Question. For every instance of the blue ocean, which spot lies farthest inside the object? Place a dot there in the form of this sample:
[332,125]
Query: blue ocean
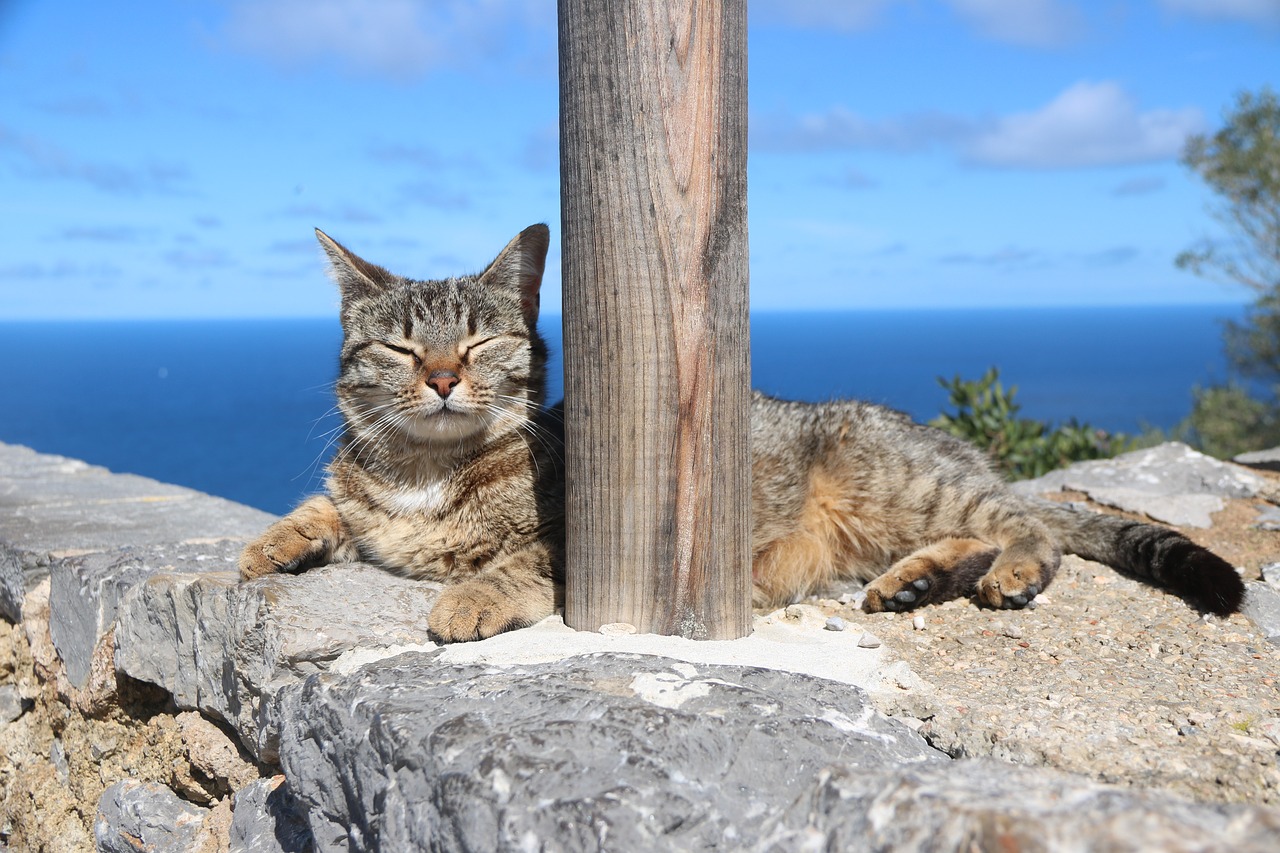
[242,407]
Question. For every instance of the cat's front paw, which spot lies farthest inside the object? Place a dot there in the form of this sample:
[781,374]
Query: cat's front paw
[474,610]
[273,552]
[304,538]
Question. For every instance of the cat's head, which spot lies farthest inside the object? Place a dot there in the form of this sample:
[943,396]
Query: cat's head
[443,361]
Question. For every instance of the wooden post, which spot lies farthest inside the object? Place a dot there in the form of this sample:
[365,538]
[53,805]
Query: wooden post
[657,370]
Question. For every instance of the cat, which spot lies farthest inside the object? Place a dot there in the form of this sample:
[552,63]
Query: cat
[451,469]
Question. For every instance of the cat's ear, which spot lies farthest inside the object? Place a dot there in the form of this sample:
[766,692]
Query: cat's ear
[520,268]
[356,277]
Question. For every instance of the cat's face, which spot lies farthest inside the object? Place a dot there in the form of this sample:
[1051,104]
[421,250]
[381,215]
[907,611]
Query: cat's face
[440,361]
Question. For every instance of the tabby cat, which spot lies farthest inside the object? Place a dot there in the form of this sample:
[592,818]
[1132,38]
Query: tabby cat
[451,469]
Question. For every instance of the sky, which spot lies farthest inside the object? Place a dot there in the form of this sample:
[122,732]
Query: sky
[170,159]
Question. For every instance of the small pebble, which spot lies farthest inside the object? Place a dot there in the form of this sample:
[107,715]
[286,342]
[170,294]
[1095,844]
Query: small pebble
[1271,574]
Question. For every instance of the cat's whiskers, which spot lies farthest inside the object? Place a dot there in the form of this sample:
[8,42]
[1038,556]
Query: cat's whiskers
[334,436]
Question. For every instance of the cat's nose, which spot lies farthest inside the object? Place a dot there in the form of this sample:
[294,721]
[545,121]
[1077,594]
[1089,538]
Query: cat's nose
[443,382]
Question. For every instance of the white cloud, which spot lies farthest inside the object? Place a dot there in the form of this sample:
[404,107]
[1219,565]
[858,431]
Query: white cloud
[842,128]
[848,16]
[401,39]
[1251,10]
[1034,23]
[1089,124]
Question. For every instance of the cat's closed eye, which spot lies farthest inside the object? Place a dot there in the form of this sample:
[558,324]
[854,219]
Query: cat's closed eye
[469,347]
[401,350]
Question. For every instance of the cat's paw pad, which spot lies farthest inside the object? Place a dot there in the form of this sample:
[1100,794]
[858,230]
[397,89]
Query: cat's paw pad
[895,594]
[470,611]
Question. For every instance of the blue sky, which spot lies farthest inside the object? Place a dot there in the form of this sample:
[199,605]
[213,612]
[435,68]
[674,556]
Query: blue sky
[170,159]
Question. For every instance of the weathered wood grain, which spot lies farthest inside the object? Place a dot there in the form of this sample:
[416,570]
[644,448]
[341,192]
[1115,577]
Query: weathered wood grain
[653,174]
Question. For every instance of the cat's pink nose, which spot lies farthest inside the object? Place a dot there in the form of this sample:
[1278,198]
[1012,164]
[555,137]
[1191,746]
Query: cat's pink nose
[443,382]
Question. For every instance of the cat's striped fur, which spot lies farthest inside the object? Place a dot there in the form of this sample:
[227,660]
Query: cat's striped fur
[449,469]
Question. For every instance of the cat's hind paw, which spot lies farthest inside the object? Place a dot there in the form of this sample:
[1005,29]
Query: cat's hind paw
[1011,584]
[887,593]
[472,610]
[938,571]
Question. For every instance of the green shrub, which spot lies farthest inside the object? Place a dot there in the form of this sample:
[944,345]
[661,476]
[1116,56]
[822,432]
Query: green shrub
[1226,420]
[987,415]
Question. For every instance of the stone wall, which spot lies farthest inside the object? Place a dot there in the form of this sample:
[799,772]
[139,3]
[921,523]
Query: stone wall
[147,701]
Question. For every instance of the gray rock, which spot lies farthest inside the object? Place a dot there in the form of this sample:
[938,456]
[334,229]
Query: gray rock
[597,752]
[1269,518]
[266,820]
[1262,609]
[145,816]
[1267,460]
[12,705]
[54,506]
[227,648]
[1170,483]
[1271,574]
[991,806]
[85,591]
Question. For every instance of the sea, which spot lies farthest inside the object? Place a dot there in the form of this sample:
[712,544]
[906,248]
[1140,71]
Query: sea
[243,409]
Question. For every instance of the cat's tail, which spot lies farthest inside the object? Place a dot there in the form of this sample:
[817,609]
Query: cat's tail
[1157,555]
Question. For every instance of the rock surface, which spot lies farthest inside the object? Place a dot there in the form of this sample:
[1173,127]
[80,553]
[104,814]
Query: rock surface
[1169,483]
[990,806]
[54,506]
[389,742]
[266,820]
[227,648]
[144,816]
[597,752]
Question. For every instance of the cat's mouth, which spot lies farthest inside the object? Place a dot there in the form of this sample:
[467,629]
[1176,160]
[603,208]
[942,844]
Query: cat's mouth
[444,420]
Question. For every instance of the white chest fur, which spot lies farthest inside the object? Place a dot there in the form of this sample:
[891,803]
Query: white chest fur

----

▸ DIRECTIVE: Starting from the line with "Question. For every instance of the cat's mouth, which" and ending with the final line of the data, quote every line exactly, both ends included.

▸ TASK ANSWER:
Question. For every instance of the cat's mouth, which spot lies farthest inside the object? Place a dot there in the form of this sample:
[467,629]
[1176,160]
[603,208]
[942,844]
Query: cat's mouth
[444,420]
Question. For every instance of the white chest fur, which spot lies farthest inside the object? Place a dot there in the form of this sample:
[891,803]
Query: white chest fur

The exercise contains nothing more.